### PROBLEM DESCRIPTION
Set down word for word the lines that begin the entries and run through the line containing "Target: red object". Give nothing further.

○ ○ ○ ○ ○

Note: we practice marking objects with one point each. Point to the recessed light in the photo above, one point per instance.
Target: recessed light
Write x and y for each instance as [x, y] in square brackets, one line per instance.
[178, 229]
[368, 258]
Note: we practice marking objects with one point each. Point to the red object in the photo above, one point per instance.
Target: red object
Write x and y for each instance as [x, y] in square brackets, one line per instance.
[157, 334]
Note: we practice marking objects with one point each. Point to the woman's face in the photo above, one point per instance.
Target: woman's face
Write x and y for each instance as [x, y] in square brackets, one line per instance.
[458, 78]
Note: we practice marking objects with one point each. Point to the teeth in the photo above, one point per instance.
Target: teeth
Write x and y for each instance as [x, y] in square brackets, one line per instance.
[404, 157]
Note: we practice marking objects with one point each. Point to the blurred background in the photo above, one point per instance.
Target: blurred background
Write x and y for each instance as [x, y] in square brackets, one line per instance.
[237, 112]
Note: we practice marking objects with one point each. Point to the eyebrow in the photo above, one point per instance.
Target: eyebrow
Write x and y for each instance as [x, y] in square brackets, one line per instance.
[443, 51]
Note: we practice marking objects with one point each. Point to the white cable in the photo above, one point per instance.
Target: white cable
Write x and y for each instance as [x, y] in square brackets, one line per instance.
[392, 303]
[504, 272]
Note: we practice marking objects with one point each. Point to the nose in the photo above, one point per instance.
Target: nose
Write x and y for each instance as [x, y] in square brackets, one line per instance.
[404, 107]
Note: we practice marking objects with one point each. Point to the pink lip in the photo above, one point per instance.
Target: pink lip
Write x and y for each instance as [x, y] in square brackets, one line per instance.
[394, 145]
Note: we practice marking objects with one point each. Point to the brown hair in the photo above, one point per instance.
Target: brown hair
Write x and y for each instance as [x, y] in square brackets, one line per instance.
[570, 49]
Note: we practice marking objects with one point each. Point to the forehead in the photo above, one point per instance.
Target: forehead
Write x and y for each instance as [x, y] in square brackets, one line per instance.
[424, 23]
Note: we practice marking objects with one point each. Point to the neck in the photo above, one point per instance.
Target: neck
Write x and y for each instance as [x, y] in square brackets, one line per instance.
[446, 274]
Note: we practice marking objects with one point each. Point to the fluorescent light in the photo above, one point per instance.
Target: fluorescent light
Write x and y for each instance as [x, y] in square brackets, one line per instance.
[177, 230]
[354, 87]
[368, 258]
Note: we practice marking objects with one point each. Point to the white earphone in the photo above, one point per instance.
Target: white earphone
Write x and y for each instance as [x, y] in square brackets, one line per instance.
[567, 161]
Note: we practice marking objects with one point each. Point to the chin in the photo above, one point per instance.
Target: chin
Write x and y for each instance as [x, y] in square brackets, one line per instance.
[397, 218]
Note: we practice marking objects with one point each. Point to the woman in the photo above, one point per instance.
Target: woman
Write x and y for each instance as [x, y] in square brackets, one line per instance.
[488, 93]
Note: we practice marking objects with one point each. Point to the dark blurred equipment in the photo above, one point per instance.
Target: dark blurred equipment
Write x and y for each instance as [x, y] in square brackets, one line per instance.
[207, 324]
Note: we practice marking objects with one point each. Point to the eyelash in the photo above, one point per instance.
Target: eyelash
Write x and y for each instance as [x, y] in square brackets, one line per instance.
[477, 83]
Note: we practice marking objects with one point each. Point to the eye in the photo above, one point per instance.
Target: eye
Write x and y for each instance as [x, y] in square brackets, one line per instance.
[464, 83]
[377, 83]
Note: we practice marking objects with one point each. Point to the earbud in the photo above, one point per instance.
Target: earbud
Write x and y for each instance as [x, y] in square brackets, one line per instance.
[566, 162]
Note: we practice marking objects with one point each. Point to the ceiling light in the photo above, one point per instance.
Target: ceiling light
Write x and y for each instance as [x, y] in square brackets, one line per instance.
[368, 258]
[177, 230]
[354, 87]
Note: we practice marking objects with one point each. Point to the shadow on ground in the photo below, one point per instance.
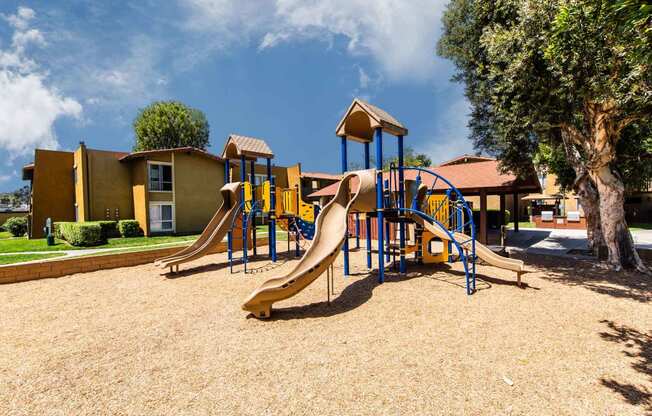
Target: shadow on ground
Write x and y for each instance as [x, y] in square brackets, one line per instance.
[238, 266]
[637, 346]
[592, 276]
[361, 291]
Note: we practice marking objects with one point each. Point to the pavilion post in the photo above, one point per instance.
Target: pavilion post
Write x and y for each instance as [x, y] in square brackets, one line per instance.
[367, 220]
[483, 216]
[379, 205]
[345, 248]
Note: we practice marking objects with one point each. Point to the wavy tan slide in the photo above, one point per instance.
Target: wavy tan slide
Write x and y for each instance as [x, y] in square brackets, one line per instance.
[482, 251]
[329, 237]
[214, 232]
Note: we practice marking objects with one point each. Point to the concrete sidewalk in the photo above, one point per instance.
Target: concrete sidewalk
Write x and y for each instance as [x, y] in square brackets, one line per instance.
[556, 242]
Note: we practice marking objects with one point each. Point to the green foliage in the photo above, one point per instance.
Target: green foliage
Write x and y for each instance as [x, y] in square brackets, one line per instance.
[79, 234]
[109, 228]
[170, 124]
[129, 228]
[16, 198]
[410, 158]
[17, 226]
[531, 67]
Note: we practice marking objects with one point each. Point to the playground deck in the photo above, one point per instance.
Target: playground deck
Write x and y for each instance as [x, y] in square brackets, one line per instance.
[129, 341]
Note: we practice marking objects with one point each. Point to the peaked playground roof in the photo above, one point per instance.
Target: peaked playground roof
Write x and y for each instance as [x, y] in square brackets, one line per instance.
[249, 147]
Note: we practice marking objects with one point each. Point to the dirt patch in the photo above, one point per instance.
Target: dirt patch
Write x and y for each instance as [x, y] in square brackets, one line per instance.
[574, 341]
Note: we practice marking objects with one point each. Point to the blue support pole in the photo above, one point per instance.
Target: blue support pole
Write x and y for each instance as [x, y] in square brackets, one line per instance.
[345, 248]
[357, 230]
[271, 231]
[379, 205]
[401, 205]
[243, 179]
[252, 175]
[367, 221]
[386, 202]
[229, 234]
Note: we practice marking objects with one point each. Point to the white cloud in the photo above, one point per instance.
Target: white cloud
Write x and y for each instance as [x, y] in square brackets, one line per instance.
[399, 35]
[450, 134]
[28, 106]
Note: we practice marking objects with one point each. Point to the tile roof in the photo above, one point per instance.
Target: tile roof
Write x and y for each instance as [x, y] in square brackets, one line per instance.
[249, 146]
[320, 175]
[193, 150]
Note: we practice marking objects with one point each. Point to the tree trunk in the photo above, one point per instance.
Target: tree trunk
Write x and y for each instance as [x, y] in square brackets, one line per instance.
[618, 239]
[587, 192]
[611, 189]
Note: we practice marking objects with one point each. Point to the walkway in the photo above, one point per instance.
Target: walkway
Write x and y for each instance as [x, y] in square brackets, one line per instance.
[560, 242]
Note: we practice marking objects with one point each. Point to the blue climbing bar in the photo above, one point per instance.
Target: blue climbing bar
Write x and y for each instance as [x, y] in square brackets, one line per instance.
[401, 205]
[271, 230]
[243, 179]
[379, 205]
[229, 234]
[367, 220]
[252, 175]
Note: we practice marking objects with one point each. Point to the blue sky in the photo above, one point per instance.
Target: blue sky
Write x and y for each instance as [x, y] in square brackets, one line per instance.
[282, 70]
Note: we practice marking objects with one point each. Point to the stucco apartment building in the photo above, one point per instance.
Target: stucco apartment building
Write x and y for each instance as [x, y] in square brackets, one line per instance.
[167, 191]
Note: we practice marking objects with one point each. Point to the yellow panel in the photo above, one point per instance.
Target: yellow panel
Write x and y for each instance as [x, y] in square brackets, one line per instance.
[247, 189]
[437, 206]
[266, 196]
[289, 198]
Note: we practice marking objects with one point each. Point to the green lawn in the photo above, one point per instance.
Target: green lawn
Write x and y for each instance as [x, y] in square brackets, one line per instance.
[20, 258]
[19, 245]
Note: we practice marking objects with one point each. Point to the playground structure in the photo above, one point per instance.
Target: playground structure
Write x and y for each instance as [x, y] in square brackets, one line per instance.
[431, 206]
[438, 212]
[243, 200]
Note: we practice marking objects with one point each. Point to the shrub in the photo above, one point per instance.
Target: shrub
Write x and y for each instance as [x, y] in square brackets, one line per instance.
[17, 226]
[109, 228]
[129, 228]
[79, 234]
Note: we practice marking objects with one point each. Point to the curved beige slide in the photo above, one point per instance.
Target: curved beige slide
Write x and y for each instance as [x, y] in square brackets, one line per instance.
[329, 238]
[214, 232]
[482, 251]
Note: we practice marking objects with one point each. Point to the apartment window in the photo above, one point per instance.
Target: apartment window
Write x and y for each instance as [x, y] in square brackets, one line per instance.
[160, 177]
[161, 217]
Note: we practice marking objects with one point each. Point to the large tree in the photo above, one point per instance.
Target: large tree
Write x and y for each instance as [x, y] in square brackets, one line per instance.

○ ○ ○ ○ ○

### WRITTEN ANSWER
Note: we practice marking objects with one point each. Point to the recessed light in the photo above, one point per instance.
Target: recessed light
Write x and y for each instance as [x, y] in square brackets, one line per instance.
[178, 229]
[368, 258]
Note: we practice marking objects with one point each. Point to the red object in the photo above, one point per instance.
Target: red object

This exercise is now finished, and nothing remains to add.